=== ITEMS ===

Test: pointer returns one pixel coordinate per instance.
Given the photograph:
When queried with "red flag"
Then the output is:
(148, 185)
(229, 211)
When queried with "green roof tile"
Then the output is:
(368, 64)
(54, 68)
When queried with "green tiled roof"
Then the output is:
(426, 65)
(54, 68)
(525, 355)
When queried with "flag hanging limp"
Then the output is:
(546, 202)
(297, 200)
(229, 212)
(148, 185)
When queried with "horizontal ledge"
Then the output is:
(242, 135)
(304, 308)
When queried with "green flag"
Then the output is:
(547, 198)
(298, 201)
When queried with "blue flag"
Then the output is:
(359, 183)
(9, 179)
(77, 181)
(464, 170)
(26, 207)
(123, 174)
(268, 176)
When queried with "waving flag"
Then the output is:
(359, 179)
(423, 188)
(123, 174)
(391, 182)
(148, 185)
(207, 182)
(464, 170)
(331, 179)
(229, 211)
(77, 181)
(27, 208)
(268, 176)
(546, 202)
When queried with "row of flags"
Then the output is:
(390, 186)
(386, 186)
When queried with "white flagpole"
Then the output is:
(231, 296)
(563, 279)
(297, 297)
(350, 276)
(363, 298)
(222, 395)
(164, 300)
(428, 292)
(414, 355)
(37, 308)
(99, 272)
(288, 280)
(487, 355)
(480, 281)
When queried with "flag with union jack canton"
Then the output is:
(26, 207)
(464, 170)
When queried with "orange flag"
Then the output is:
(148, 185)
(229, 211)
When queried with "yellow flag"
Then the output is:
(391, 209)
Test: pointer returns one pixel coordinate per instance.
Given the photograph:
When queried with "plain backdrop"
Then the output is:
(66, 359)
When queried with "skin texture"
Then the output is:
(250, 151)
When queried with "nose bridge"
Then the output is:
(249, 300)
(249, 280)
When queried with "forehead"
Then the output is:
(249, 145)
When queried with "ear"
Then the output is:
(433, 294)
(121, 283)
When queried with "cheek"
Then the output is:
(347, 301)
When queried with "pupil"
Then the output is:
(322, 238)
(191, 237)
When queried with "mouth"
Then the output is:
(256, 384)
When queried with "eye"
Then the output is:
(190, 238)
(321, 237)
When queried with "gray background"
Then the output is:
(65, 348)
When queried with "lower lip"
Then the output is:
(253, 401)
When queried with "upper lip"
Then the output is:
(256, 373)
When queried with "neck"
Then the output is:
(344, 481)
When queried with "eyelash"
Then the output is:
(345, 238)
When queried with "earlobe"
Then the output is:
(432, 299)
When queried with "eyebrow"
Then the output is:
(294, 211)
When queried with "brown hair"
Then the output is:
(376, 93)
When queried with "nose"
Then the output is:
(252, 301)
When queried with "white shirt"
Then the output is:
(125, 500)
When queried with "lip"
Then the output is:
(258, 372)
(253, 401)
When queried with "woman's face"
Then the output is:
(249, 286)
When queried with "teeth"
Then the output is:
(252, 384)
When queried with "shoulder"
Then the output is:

===

• REQUIREMENTS
Count the lines in the rows above that contain the string "roof", with case taken into account. Give only the number.

• TASK RESULT
2